**Task to complete**.
Print the part of the TLS offload thread below that starts at "2017-12-18 Thread Marcelo" and ends at "to the NIC.", copied word for word.

──────── Document

Re: [PATCH v3 net-next 6/6] tls: Add generic NIC offload infrastructure.

2017-12-18 Thread Marcelo Ricardo Leitner
On Mon, Dec 18, 2017 at 01:10:33PM +0200, Ilya Lesokhin wrote:
> This patch adds a generic infrastructure to offload TLS crypto to a
> network devices. It enables the kernel TLS socket to skip encryption
> and authentication operations on the transmit side of the data path.
> Leaving those computationally expensive operations to the NIC.

I have a hard time understanding why this was named 'tls_device' if no
net_device's are registered.

> 
> The NIC offload infrastructure builds TLS records and pushes them to
> the TCP layer just like the SW KTLS implementation and using the same API.
> TCP segmentation is mostly unaffected. Currently the only exception is
> that we prevent mixed SKBs where only part of the payload requires
> offload. In the future we are likely to add a similar restriction
> following a change cipher spec record.
> 
> The notable differences between SW KTLS and NIC offloaded TLS
> implementations are as follows:
> 1. The offloaded implementation builds "plaintext TLS record", those
> records contain plaintext instead of ciphertext and place holder bytes
> instead of authentication tags.

────────────────
──────── Dataset

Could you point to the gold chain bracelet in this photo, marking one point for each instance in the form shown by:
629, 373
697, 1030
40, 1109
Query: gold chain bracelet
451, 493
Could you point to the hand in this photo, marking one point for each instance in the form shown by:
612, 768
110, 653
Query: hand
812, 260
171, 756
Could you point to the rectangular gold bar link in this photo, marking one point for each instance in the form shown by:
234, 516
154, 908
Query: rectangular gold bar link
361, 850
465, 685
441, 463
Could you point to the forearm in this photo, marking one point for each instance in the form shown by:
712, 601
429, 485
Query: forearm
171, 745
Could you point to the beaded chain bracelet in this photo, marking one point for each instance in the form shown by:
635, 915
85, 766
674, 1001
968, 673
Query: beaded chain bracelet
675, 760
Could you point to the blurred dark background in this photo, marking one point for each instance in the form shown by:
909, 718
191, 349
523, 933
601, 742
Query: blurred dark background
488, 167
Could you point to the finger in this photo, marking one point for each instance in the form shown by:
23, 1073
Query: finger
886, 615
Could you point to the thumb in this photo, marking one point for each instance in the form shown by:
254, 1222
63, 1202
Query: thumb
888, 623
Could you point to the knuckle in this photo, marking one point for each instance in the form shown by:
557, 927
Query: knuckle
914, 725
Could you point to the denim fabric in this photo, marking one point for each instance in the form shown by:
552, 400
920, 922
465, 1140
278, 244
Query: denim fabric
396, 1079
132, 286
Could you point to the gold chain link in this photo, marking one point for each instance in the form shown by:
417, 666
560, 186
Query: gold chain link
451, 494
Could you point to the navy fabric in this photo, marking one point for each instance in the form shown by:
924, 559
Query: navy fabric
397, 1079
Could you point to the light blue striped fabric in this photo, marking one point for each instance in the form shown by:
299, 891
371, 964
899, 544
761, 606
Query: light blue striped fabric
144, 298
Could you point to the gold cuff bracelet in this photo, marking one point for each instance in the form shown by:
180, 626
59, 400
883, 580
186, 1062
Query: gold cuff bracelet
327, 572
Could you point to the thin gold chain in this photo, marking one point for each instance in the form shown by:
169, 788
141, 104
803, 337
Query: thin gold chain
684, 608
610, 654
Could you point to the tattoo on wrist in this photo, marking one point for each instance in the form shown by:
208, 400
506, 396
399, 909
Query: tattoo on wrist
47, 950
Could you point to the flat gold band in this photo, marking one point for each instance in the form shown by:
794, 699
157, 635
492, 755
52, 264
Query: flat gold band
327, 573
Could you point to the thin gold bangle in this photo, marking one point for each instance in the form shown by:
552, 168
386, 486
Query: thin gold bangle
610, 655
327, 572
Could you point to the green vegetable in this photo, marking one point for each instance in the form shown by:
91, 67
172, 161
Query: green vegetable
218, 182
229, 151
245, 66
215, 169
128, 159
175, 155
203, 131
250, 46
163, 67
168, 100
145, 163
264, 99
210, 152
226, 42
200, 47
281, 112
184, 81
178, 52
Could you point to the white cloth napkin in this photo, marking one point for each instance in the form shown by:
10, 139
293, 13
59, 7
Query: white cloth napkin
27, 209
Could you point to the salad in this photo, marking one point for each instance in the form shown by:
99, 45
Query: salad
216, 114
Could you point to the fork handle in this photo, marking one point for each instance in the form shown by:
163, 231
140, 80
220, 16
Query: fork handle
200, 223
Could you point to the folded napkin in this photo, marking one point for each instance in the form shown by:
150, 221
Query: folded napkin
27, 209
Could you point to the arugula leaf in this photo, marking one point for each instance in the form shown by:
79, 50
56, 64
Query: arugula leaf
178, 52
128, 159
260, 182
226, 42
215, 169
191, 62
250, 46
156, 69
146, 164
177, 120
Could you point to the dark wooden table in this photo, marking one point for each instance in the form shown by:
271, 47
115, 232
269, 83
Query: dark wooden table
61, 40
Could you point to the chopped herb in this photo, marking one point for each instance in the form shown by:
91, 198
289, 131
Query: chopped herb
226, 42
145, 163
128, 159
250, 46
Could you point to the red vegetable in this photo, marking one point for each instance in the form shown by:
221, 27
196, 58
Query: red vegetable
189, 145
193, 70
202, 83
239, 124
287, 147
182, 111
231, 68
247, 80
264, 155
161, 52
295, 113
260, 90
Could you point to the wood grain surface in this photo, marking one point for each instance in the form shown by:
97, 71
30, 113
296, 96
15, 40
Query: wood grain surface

────────────────

**Exercise answer**.
2017-12-18 Thread Marcelo Ricardo Leitner
On Mon, Dec 18, 2017 at 01:10:33PM +0200, Ilya Lesokhin wrote:
> This patch adds a generic infrastructure to offload TLS crypto to a
> network devices. It enables the kernel TLS socket to skip encryption
> and authentication operations on the transmit side of the data path.
> Leaving those computationally expensive operations to the NIC.